[EXTRACT TO READ]:
-*-*-

I kept the incident to myself, I felt insulted and violated.
One day (five days before Christmas) my mother came into the house agitated. “What’s wrong?” I asked her. She told me that she had gone to a pharmacy to look for a gift for my father and she didn’t receive good customer service. She told me that when she went into the store, no one would help her. The woman behind the counter wouldn’t even look at her. It wasn’t until my friend, who happened to be working over Christmas, came out that she received any help at all. Even after my friend greeted my mother and proceeded to help her, the other woman wouldn’t even look at her, she wouldn’t show her where any of the lotions or body oils were, nothing. Whenever my mother asked a question, the woman would never speak directly to my mother, but only to my friend. My friend was white, my mother was black. My mother finally became agitated by the poor customer service, thanked my friend and left the store. When my mother told me the story, I told her not to be too upset because something similar had happened to me. I told her about my experience with the summer job and that it wasn’t her fault. I now knew that what had happened to me wasn’t just in my mind. I had received my first extreme dose of racism. Is this what being black is like in the real world?
I realized that my whole life, I had been in denial and sheltered from the realities that I would face as a black adult in the real world. I grew up in a suburban neighborhood, I attended one of the best prep schools in my city and thought that all my life I would be treated as an individual and respected for who I was, not what color I was. That day in the pharmacy, I was brought into reality. I came out of my sheltered existence and realized…many people in the world will never see me for me. Some will truly just look at me and the only thing they will see…is my skin color.

-*-*-

[ENTRIES SHOWN]:
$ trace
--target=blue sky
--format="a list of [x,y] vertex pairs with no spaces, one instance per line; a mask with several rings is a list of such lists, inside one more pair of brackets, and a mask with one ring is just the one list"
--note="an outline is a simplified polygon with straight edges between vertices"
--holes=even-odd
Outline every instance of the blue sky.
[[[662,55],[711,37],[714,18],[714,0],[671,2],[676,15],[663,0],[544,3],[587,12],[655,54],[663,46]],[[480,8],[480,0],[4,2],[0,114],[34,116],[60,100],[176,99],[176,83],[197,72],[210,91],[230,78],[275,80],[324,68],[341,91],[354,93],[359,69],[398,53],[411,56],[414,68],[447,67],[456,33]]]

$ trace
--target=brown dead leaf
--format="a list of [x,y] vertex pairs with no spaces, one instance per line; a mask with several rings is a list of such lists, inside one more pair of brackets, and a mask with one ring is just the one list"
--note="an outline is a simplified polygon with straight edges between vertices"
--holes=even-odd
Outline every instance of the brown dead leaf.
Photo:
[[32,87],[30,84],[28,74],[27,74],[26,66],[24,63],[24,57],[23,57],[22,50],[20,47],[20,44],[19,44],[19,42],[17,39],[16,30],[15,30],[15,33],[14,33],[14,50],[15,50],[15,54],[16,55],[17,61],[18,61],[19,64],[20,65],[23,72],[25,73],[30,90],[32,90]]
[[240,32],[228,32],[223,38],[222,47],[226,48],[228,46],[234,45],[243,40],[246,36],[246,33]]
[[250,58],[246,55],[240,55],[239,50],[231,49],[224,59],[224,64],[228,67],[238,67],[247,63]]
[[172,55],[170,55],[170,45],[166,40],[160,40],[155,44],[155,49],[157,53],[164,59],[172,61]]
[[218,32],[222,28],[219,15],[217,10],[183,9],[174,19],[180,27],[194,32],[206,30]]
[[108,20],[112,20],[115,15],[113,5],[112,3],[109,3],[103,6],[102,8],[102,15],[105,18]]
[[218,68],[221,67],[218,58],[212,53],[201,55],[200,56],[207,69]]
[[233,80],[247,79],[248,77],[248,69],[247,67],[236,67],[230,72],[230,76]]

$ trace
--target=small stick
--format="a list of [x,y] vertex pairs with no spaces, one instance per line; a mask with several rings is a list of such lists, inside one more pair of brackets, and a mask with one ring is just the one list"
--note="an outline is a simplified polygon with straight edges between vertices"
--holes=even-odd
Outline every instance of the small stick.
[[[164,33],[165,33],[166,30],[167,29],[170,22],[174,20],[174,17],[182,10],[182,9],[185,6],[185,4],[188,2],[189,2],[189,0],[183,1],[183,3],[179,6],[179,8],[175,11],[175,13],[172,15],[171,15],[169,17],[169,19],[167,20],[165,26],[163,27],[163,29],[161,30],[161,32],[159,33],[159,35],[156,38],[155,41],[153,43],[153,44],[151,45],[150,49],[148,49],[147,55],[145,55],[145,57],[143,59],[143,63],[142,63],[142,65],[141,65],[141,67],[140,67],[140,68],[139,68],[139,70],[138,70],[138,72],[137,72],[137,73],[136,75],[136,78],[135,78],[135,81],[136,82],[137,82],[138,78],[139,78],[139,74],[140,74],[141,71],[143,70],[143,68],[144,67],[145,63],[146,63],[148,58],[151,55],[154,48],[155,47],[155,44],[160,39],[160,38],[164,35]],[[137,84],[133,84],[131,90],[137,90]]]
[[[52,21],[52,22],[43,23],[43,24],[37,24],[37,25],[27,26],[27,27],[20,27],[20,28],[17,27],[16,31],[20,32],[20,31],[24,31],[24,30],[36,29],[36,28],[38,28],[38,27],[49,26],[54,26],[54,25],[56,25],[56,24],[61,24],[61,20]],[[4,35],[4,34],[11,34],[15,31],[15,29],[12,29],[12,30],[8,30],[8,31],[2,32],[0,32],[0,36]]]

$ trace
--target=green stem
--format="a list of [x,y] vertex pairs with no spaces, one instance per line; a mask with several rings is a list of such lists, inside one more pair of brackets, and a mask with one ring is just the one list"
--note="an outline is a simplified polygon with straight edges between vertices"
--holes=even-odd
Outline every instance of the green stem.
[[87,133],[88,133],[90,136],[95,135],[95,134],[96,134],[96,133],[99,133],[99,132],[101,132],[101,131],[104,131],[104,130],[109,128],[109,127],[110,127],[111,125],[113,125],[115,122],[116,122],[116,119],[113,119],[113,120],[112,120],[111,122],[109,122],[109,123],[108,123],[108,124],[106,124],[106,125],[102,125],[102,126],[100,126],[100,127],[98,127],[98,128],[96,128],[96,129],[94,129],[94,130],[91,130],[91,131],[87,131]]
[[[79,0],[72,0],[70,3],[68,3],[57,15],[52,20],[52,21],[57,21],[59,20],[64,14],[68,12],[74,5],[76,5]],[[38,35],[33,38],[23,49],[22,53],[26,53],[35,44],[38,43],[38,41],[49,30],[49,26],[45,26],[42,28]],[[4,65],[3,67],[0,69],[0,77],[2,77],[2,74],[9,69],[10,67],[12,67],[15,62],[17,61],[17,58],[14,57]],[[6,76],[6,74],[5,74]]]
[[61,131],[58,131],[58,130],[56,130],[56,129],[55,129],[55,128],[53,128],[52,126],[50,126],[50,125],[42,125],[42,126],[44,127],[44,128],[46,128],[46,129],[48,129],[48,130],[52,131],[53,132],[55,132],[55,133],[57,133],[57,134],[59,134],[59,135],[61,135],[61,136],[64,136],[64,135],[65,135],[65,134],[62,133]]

-*-*-

[WHAT THE TASK ASKS]:
From the personal account above, list each thing the woman behind the pharmacy counter would not do for the narrator's mother.

[RESULT OF THE EXERCISE]:
- She would not look at her.
- She would not show her where any of the lotions or body oils were.
- She would not speak directly to her, only to the narrator's friend.